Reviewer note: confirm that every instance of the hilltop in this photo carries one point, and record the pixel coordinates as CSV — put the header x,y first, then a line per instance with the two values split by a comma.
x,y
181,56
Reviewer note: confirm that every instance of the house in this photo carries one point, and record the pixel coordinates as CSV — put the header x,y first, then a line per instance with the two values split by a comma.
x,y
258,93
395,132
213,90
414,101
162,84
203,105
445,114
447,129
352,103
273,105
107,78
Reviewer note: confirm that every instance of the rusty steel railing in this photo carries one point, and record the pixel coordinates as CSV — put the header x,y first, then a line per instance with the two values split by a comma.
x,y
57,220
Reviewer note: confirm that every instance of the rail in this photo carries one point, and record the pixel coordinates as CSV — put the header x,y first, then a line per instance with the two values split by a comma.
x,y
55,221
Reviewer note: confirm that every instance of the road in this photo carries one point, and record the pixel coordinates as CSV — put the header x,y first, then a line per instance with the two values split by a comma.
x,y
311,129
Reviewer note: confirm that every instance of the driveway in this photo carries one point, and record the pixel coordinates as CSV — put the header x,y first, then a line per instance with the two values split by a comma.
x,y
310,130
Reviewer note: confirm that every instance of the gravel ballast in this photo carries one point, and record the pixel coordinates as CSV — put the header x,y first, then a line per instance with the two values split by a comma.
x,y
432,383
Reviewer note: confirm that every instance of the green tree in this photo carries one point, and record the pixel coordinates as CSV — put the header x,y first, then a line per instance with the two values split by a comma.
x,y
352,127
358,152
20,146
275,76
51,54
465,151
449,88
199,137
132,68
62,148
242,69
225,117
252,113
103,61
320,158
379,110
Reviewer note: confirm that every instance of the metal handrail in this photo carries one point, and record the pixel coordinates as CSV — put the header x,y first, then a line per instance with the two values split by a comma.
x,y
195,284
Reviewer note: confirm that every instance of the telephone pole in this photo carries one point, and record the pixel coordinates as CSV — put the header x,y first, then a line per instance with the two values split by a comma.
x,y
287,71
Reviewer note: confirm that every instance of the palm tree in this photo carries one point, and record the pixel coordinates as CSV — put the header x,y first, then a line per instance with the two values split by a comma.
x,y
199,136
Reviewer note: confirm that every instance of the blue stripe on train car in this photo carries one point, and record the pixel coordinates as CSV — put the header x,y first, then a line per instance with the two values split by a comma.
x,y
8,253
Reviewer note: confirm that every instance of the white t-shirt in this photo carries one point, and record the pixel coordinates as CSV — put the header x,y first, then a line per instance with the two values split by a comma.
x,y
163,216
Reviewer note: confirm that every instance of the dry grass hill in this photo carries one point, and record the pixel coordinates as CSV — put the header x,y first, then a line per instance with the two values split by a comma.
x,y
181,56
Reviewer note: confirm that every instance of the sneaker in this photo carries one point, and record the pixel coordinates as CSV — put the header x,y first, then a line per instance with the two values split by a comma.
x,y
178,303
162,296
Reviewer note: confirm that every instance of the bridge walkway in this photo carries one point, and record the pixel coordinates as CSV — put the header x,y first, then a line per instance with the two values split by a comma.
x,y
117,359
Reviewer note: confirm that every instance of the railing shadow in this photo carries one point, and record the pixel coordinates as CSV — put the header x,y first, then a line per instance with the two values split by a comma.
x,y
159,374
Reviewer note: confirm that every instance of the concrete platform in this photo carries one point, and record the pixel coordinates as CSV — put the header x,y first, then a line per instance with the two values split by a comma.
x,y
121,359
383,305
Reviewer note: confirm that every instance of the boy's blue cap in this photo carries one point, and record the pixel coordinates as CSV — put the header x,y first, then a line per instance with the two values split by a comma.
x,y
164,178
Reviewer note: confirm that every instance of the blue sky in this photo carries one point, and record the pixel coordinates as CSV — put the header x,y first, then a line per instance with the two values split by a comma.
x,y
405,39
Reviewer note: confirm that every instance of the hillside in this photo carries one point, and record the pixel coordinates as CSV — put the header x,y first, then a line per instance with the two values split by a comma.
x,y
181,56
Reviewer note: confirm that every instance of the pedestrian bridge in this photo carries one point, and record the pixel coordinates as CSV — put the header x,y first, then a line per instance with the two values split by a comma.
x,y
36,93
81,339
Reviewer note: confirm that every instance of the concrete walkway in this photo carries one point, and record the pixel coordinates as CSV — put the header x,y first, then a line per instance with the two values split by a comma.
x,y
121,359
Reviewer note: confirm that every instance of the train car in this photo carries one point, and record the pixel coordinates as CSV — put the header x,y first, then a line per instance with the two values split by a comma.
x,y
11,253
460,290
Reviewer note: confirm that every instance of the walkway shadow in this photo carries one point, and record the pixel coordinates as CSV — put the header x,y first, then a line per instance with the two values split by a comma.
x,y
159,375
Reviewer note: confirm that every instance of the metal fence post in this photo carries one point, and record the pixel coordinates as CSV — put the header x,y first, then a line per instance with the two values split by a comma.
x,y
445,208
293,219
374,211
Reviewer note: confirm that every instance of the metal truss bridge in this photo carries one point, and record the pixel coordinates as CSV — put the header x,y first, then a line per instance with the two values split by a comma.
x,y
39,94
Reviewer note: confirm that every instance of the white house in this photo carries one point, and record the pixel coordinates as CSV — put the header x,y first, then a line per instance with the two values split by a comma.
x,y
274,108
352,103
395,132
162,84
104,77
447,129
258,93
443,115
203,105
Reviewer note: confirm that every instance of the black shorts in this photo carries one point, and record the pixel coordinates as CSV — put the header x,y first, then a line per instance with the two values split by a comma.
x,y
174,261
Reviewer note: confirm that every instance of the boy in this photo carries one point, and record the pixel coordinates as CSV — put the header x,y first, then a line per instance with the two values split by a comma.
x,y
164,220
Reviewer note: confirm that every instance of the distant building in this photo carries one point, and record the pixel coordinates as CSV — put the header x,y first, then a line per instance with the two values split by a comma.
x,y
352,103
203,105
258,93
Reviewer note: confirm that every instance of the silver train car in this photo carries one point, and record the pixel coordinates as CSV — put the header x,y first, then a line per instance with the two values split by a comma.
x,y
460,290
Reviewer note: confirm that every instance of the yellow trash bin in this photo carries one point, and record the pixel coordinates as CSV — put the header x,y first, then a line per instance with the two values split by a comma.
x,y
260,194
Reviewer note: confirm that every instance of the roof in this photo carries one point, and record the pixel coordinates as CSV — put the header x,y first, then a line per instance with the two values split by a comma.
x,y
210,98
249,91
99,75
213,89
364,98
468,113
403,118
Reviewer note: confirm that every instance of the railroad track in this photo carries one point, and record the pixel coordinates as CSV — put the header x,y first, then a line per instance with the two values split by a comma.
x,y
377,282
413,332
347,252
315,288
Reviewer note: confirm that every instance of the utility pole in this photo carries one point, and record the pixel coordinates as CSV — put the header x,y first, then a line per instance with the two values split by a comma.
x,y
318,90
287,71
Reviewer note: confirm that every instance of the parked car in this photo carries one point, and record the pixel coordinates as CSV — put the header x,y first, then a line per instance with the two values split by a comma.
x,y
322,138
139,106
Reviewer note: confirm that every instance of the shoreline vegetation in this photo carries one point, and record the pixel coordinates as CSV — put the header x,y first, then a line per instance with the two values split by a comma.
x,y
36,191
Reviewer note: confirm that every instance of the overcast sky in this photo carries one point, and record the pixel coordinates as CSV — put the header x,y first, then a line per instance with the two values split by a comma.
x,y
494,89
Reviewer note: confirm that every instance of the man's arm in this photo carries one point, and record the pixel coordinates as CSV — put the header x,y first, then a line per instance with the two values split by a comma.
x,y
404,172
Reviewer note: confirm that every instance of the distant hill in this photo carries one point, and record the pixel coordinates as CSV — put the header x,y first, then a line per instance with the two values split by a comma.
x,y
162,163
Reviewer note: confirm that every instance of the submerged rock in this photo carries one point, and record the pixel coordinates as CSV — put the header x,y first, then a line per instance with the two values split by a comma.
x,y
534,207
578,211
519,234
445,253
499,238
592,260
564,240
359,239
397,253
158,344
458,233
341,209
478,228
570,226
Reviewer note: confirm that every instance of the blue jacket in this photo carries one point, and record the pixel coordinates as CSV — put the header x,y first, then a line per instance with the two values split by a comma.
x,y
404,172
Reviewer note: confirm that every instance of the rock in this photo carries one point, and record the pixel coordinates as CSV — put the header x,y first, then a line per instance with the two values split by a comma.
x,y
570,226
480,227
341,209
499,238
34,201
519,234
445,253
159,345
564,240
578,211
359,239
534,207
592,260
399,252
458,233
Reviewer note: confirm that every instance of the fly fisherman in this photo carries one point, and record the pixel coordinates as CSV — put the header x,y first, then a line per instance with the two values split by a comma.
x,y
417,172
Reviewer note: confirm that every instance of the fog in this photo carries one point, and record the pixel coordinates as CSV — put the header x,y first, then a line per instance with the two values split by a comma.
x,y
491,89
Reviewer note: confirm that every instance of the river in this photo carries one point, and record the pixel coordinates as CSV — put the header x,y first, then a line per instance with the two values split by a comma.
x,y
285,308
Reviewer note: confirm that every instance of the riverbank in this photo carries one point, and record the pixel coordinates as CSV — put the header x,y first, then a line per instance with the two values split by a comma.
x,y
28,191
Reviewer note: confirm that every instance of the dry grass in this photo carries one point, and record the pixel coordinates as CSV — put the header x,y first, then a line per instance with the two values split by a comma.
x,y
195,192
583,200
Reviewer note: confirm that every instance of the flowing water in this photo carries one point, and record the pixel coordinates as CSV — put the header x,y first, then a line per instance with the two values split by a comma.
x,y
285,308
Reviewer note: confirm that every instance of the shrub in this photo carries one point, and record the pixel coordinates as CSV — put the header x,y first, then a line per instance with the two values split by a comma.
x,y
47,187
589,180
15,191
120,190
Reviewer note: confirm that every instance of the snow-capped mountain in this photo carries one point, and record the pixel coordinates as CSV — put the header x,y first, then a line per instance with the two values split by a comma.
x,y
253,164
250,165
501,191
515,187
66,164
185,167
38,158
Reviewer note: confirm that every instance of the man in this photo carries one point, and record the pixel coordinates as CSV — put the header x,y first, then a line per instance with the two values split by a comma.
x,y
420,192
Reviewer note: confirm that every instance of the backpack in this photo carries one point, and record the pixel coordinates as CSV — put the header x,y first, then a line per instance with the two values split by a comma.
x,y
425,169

▶ **Your objective**
Emit only the final stretch of the records: the line containing "Reviewer note: confirm that every instance of the man in" through the end, each line exactly as it stands.

▶ **Result of this task**
Reviewer note: confirm that every instance of the man in this photo carries one point, and record the pixel coordinates as CSV — put the header x,y first, then a line per instance with the two values split by a comma.
x,y
420,192
Reviewer note: confirm that every instance of the backpack in this photo carries one point, and record the pixel coordinates as CSV — put the header x,y first, then a line per instance with the two values split by a comma.
x,y
425,169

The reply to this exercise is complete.